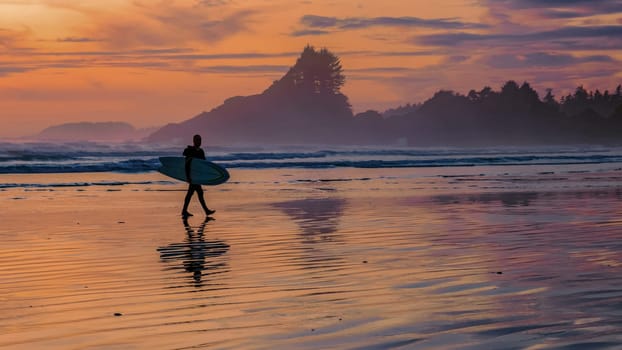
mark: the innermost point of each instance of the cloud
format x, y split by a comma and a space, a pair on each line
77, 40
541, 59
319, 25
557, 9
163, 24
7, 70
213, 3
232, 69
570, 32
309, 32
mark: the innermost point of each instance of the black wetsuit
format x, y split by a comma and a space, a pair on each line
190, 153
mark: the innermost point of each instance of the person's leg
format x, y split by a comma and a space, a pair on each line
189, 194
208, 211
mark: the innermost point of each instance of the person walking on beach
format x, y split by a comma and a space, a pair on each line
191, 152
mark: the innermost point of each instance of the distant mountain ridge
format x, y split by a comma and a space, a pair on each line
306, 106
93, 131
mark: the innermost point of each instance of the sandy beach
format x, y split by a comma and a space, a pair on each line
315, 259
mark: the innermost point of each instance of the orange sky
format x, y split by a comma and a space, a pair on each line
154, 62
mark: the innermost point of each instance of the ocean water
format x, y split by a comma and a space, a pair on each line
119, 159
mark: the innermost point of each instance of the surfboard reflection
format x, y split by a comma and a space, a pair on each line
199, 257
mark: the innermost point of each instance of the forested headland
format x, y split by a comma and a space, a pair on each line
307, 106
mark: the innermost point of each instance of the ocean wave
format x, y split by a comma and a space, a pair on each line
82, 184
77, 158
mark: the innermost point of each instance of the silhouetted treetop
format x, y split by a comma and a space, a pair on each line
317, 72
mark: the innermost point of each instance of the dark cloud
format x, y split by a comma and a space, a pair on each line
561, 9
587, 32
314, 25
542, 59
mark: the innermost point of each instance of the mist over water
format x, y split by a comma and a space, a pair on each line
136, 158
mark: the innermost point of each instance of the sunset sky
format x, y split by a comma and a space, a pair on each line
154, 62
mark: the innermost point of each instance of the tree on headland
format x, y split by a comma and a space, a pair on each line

--------------------------------------------------

■ **WORK TO BE COMPLETED**
Copy the stretch from the line that contains "mark: the innermost point of each instance of the silhouetted" through the end of the entries, swapping "innermost point" for "center point" and keeping everything else the same.

■ **RESPONSE TO THE EXERCISE**
mark: the center point of each instance of the silhouetted treetop
format x, y split by a comma and a space, a pair on each line
317, 72
mark: the center point of each instance of the dark cloud
format x, y split by a comma and a space, a pair on each line
561, 9
587, 32
314, 25
542, 59
mark: the center point of each instance of the mist over water
format x, y split by a comma and a space, a pair on each line
136, 158
mark: the center point of each instance of the sunset sky
format x, y split by a comma and a space, a pair on each line
154, 62
mark: the center point of each instance of the tree on headland
format x, y split by a comma and a space, a pair on each line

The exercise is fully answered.